Task item: Copy the records below exactly.

== Supplied data ==

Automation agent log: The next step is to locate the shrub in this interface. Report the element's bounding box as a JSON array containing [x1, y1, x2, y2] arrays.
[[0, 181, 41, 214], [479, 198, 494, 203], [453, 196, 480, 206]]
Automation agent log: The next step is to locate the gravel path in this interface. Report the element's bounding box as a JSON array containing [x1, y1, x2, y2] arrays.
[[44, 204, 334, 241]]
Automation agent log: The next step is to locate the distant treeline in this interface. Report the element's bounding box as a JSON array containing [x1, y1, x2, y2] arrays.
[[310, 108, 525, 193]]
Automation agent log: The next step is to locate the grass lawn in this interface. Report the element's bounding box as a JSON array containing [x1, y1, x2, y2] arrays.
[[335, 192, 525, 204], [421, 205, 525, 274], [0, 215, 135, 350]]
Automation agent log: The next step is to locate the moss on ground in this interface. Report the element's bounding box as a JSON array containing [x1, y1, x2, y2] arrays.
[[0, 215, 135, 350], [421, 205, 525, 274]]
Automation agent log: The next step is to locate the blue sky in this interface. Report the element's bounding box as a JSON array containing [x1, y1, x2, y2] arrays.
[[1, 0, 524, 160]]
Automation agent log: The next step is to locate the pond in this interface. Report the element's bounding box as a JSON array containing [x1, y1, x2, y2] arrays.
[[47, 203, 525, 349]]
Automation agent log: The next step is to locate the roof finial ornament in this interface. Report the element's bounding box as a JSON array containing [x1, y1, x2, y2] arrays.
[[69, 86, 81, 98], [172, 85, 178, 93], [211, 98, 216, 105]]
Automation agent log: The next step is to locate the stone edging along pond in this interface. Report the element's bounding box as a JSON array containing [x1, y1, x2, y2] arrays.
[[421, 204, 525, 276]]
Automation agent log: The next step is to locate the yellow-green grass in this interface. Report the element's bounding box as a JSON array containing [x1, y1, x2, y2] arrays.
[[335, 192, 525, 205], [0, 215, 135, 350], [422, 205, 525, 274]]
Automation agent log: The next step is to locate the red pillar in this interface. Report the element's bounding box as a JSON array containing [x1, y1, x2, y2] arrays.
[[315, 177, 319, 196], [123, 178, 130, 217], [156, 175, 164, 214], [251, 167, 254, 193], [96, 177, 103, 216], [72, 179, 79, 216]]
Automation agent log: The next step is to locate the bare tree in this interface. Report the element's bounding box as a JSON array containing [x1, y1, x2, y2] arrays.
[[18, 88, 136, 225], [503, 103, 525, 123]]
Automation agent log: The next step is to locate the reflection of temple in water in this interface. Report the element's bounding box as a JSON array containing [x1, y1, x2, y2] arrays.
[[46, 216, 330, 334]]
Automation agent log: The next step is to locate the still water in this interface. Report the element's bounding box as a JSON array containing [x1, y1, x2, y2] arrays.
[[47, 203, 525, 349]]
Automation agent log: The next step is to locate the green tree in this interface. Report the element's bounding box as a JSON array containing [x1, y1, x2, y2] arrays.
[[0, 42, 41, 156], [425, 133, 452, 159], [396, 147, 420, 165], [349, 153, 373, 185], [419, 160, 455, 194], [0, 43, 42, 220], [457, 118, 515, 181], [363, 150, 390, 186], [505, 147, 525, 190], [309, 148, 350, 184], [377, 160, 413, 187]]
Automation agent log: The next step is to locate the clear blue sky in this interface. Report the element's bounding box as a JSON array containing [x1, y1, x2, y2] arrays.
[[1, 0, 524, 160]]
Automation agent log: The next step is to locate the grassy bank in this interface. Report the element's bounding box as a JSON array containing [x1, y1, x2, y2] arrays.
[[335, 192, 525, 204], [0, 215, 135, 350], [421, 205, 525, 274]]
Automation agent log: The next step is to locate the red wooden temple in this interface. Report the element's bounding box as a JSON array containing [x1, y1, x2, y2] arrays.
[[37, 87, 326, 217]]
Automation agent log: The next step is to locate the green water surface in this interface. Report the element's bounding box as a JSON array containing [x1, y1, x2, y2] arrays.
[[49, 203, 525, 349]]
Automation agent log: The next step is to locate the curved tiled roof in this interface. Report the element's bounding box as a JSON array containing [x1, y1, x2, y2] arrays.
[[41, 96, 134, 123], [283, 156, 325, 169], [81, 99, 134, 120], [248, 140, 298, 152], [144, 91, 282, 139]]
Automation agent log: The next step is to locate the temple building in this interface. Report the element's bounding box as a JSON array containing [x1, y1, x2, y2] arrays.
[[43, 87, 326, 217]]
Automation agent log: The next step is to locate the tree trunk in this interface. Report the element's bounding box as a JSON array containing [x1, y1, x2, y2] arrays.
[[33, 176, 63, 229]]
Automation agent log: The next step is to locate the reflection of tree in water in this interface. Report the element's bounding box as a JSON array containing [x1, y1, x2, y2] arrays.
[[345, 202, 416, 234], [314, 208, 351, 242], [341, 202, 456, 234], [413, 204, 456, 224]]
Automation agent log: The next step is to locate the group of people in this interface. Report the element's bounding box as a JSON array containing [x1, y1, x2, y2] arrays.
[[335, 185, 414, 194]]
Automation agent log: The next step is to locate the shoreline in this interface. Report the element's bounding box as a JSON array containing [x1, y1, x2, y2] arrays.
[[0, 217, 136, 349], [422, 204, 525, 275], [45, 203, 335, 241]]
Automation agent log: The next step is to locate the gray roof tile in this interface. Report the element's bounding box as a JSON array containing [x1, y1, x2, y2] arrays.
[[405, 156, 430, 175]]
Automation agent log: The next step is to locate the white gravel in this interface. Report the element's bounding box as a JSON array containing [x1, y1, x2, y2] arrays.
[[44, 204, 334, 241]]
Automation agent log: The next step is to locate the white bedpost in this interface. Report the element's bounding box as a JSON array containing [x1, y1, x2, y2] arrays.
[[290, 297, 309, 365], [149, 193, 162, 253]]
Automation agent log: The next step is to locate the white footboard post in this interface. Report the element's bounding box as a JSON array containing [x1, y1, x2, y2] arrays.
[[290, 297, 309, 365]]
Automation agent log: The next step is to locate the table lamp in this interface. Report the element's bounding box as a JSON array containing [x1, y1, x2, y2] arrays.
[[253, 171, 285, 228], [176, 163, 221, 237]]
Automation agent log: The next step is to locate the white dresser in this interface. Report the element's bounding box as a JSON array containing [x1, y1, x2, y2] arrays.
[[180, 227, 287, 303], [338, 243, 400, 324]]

===

Answer space:
Automation agent log: The next step is to locate the shrub in this interface. Report the element's bounding box as a JSON array containing [x1, y1, x2, y2] arrays.
[[0, 181, 41, 214], [479, 198, 494, 203], [453, 196, 480, 206]]
Automation agent log: The next step is to locate the gravel path in this interface. Report the element's bounding box as a JSON array containing [x1, y1, x2, y2] arrays.
[[44, 204, 334, 241]]
Automation agent log: The next step is to locate the distant treeline in this interface. Report the element's bounding box as a JSON array containing [x1, y1, x2, y2] arrays.
[[310, 108, 525, 193]]
Automation agent log: The next step is to locate the grass lawn in this interface. Report the element's bounding box as a JSON array containing [x1, y1, x2, y2] arrays.
[[335, 192, 525, 204], [421, 205, 525, 274], [0, 215, 135, 350]]
Automation agent log: The next step is to locate the moss on ground in this interface. Report the element's bounding box as a JSON array containing [x1, y1, x2, y2] arrays.
[[0, 215, 135, 350], [421, 205, 525, 274]]
Automation agent log: The next step is to locate the blue sky in this interface. Report the element's bounding box as a JSON array containing [x1, y1, x2, y2] arrays.
[[1, 0, 524, 160]]
Automation agent log: The next step is to locate the pond in this interface. Report the element's bounding box as a JSON array containing [x1, y1, x2, y2] arrays.
[[47, 203, 525, 349]]
Automation agent log: The next step is to locate the roof finial ornament in this interface. Report the element's bounding box as a JSON array containing [x1, y1, x2, y2] arrays.
[[69, 86, 81, 98], [172, 85, 178, 93], [211, 98, 216, 105]]
Automation agent log: The next step is to locate the stone edging along pond in this interface. Report the element's bounding box as a JSON array containing [x1, y1, x2, y2] arrays.
[[421, 204, 525, 276]]
Automation agent log: The next step is to locate the yellow-green grass in this interface. Report the element's bounding box as a JSON array containing [x1, y1, x2, y2] arrays.
[[335, 192, 525, 205], [0, 215, 135, 350], [422, 205, 525, 274]]
Automation agent log: The next step is to locate the red pillar in this interface. Report the element's bounding box as a JSON array containing [x1, y1, x2, y2] arrays.
[[315, 177, 319, 196], [123, 178, 130, 217], [156, 175, 164, 214], [251, 167, 254, 193], [96, 177, 103, 216], [72, 179, 79, 216]]
Automation agent log: The next step is to locate the bare tree in this interface. Report the element's bounding box as a JSON array containing [x1, y1, x2, y2] arrays.
[[18, 88, 136, 225], [503, 103, 525, 123]]
Automation agent log: The next step is to locate the reflection of temple in water in this interface. Report the element's bounding box as a JSON array containing [x1, y1, x2, y2] arrays.
[[46, 216, 330, 334]]
Automation agent log: The next step is to locate the still water in this interface. Report the element's bounding box as a JSON array containing [x1, y1, x2, y2] arrays.
[[47, 203, 525, 349]]
Automation agent log: The next step is to locate the green tree in this interface. Report the element's bounding box as a JSON array containing [x1, y1, x2, y2] arrays.
[[0, 42, 41, 156], [425, 133, 452, 159], [396, 147, 420, 165], [349, 153, 373, 185], [419, 160, 455, 194], [0, 43, 42, 220], [457, 118, 515, 181], [363, 150, 390, 186], [505, 147, 525, 190], [309, 148, 350, 184], [377, 160, 413, 187]]
Automation agent log: The next step is to locate the clear blue sky in this interface. Report the element's bounding box as a JSON array containing [x1, y1, x2, y2] arrays.
[[1, 0, 524, 160]]
Automation agent log: The next step is to locate the grassy bank in this interface. Report the element's bounding box as a JSON array containing [x1, y1, x2, y2] arrays.
[[335, 192, 525, 204], [0, 215, 135, 350], [421, 205, 525, 274]]
Automation agent log: The next step is to locate the red wooden temple in this interface. Report the element's bounding box as a JSON array containing [x1, y1, x2, y2] arrays.
[[37, 87, 326, 217]]
Automation agent log: The next step is to locate the green water surface in this interface. Report the element's bounding box as a JSON array containing [x1, y1, x2, y2] arrays.
[[49, 203, 525, 349]]
Automation agent log: The next step is to locate the curved tiled roof in this interface. Report the element's bounding box as a JSON array containing [x1, y1, x2, y2] arrays.
[[41, 96, 134, 123], [283, 156, 325, 169], [81, 99, 134, 120], [248, 140, 298, 152], [144, 91, 282, 139]]
Automation agent log: The next step is to locate the temple building in this interface. Report the element's bounding box as a JSON array containing [x1, y1, x2, y2] arrays.
[[43, 87, 326, 217]]
Automation agent log: The next step is to locate the tree trunk in this interface. Report the element's bounding box as a JSON array containing [x1, y1, x2, y2] arrays.
[[33, 176, 63, 229]]
Automation agent log: The next step is to locate the reflection of tree in water in this interface. Report the element's bounding box as a JSON array containing [x1, y1, x2, y2] arrays.
[[345, 202, 416, 234], [314, 208, 351, 242], [341, 202, 456, 234], [413, 204, 456, 224]]
Automation agent log: The next step is to locate the group of people in this interface. Report the element's bounding box as a JSON array containing [x1, y1, x2, y2] arrays.
[[335, 185, 414, 194]]
Automation agent log: The next step is to locate the shoreline in this interface. Report the element's bounding box as a JSON array containing [x1, y1, x2, y2] arrays.
[[0, 217, 136, 349], [422, 204, 525, 275], [45, 203, 335, 241]]
Automation agent log: The next step is to locate the gray roof tile in this interface. Report the element's bounding box as a JSON array containing [x1, y1, x2, y2] arrays.
[[405, 156, 430, 175]]
Automation agent log: The next step is to locate the white gravel in this interface. Report the element's bounding box as a JSON array containing [x1, y1, x2, y2] arrays.
[[44, 204, 334, 241]]
Automation agent log: The next step is to locate the white bedpost in this interface. Report the element's bounding box as a JSON array containing [x1, y1, x2, y2] arrays.
[[290, 297, 309, 365], [149, 193, 162, 253]]
Automation agent log: The next step is to locate the white footboard post in this interface. Report the element's bounding box as a JSON array containing [x1, y1, x2, y2] arrays.
[[290, 297, 309, 365]]
Automation agent log: The next step is to locate the table lamp in this interface. Report the element's bounding box as a JSON array containing [x1, y1, x2, y2] arrays.
[[253, 171, 285, 228], [176, 163, 221, 237]]
Automation agent log: The next step is to locate the white dresser in this interface. Report the element's bounding box as a JSON array containing [x1, y1, x2, y2] arrays.
[[180, 227, 287, 303], [338, 243, 400, 324]]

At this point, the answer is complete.